DATASET EXTRACT:
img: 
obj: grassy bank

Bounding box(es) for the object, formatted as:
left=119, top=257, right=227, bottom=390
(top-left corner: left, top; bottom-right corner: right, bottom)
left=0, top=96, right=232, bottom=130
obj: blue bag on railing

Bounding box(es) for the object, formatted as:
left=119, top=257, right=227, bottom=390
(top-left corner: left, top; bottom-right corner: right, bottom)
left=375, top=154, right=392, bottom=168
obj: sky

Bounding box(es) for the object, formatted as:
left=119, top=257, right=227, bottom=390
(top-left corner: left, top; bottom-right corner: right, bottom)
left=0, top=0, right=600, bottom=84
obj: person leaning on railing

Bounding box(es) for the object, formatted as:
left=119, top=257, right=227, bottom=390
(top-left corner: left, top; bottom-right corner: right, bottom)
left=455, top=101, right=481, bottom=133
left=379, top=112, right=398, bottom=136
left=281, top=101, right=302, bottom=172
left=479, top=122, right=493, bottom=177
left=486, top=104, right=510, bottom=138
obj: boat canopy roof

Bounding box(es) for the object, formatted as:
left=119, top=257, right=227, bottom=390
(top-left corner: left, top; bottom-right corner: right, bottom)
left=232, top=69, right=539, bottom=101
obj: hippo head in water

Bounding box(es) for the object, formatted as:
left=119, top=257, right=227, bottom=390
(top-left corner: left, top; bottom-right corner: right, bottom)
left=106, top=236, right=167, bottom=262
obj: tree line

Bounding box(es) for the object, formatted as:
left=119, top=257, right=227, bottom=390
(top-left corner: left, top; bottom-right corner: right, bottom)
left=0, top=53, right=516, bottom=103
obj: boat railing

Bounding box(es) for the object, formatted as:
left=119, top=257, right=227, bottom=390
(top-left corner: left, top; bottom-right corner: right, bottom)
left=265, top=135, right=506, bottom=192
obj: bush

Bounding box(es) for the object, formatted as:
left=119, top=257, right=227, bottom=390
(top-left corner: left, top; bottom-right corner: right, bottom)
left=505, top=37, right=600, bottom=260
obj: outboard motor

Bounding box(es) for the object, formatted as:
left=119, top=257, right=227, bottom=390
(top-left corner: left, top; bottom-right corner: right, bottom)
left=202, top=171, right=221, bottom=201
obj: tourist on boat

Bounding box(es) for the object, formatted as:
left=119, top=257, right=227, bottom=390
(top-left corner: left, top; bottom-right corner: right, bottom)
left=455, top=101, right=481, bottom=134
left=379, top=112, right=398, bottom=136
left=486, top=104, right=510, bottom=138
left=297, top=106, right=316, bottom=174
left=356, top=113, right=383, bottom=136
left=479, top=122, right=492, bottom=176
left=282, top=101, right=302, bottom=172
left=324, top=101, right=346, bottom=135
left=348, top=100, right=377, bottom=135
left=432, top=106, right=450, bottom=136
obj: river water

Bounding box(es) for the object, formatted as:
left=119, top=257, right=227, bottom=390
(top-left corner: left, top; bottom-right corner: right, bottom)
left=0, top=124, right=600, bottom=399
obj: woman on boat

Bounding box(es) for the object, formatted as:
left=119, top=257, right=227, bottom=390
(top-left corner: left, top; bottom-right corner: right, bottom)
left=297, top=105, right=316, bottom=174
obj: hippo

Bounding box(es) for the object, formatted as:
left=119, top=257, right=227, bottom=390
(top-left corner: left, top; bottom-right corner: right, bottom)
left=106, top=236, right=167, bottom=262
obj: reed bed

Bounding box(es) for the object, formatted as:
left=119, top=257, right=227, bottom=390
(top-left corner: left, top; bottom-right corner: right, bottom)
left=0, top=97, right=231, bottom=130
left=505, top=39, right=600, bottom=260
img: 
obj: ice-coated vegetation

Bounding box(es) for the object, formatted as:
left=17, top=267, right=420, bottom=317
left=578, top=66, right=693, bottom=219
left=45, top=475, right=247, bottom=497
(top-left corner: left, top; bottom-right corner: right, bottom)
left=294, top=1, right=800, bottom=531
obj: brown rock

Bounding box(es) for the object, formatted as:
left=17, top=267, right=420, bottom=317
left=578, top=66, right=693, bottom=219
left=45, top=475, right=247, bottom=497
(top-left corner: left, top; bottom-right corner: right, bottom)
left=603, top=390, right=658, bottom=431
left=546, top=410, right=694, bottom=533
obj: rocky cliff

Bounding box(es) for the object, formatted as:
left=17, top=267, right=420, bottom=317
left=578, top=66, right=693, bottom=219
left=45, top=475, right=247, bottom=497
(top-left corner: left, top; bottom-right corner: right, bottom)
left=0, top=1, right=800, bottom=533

REQUIRED TASK: Print all of the lines above again, word for word, without changing anything.

TASK RESPONSE:
img: 
obj: grassy bank

Bounding box(es) for the object, formatted as:
left=119, top=257, right=227, bottom=390
(top-left corner: left, top; bottom-right corner: right, bottom)
left=0, top=96, right=232, bottom=130
obj: blue bag on railing

Bounding box(es) for the object, formatted as:
left=119, top=257, right=227, bottom=390
(top-left corner: left, top; bottom-right corner: right, bottom)
left=375, top=154, right=392, bottom=168
obj: sky

Bounding box(es) for the object, formatted as:
left=119, top=257, right=227, bottom=390
(top-left corner: left, top; bottom-right corner: right, bottom)
left=0, top=0, right=600, bottom=84
obj: person leaning on railing

Bounding box(es) for the object, formatted as:
left=119, top=257, right=227, bottom=390
(top-left corner: left, top; bottom-right corner: right, bottom)
left=455, top=101, right=481, bottom=133
left=379, top=112, right=398, bottom=136
left=281, top=101, right=302, bottom=172
left=479, top=122, right=493, bottom=177
left=486, top=104, right=510, bottom=138
obj: boat canopy roof

Bounding box(es) for the object, formatted as:
left=119, top=257, right=227, bottom=390
(top-left corner: left, top; bottom-right corner: right, bottom)
left=232, top=69, right=539, bottom=101
obj: hippo head in water

Bounding box(es) for the object, formatted as:
left=119, top=257, right=227, bottom=390
(top-left corner: left, top; bottom-right corner: right, bottom)
left=106, top=236, right=167, bottom=262
obj: tree line

Bounding box(es) for the object, formatted as:
left=119, top=257, right=227, bottom=390
(top-left corner: left, top; bottom-right corner: right, bottom)
left=0, top=53, right=516, bottom=103
obj: boat railing

Bounding box(es) for the object, formatted as:
left=119, top=257, right=227, bottom=390
(top-left corner: left, top; bottom-right corner: right, bottom)
left=265, top=135, right=506, bottom=192
obj: bush

Bounding box(es) for the object, formatted as:
left=119, top=257, right=227, bottom=390
(top-left corner: left, top; bottom-right corner: right, bottom)
left=505, top=37, right=600, bottom=260
obj: outboard motor

Bounding box(es) for the object, formatted as:
left=119, top=257, right=227, bottom=390
(top-left corner: left, top; bottom-right corner: right, bottom)
left=202, top=171, right=221, bottom=201
obj: tourist on boat

Bounding box(es) for the object, formatted as:
left=119, top=257, right=227, bottom=390
(top-left corner: left, top; bottom-right corner: right, bottom)
left=455, top=101, right=481, bottom=134
left=379, top=112, right=398, bottom=136
left=486, top=104, right=510, bottom=138
left=297, top=106, right=316, bottom=174
left=356, top=113, right=383, bottom=136
left=479, top=122, right=492, bottom=176
left=282, top=101, right=302, bottom=172
left=324, top=101, right=346, bottom=135
left=348, top=100, right=377, bottom=135
left=432, top=106, right=450, bottom=136
obj: river water

Bounding box(es) for the object, formatted as:
left=119, top=257, right=227, bottom=390
(top-left corner: left, top; bottom-right corner: right, bottom)
left=0, top=124, right=600, bottom=399
obj: woman on boat

Bounding box(es) for the object, formatted as:
left=119, top=257, right=227, bottom=390
(top-left corner: left, top; bottom-right corner: right, bottom)
left=297, top=105, right=316, bottom=174
obj: hippo

Bounding box(es) for the object, formatted as:
left=119, top=257, right=227, bottom=390
(top-left corner: left, top; bottom-right corner: right, bottom)
left=106, top=236, right=167, bottom=262
obj: reed bed

Bounding box(es) for the object, formatted as:
left=119, top=257, right=227, bottom=390
(top-left corner: left, top; bottom-right corner: right, bottom)
left=0, top=97, right=231, bottom=130
left=505, top=39, right=600, bottom=260
img: 
obj: ice-coated vegetation

Bounding box(es) for the object, formatted as:
left=17, top=267, right=420, bottom=317
left=578, top=66, right=693, bottom=219
left=45, top=475, right=247, bottom=497
(top-left corner: left, top; bottom-right corner: right, bottom)
left=294, top=1, right=800, bottom=531
obj: brown rock

Bounding box(es) for the object, formatted as:
left=17, top=267, right=420, bottom=317
left=578, top=66, right=693, bottom=219
left=45, top=475, right=247, bottom=497
(top-left corner: left, top; bottom-right corner: right, bottom)
left=603, top=390, right=658, bottom=431
left=546, top=410, right=694, bottom=533
obj: rocky cliff

Bounding box(es) for the object, formatted as:
left=17, top=267, right=420, bottom=317
left=578, top=66, right=693, bottom=219
left=45, top=475, right=247, bottom=497
(top-left corner: left, top; bottom-right corner: right, bottom)
left=0, top=1, right=800, bottom=533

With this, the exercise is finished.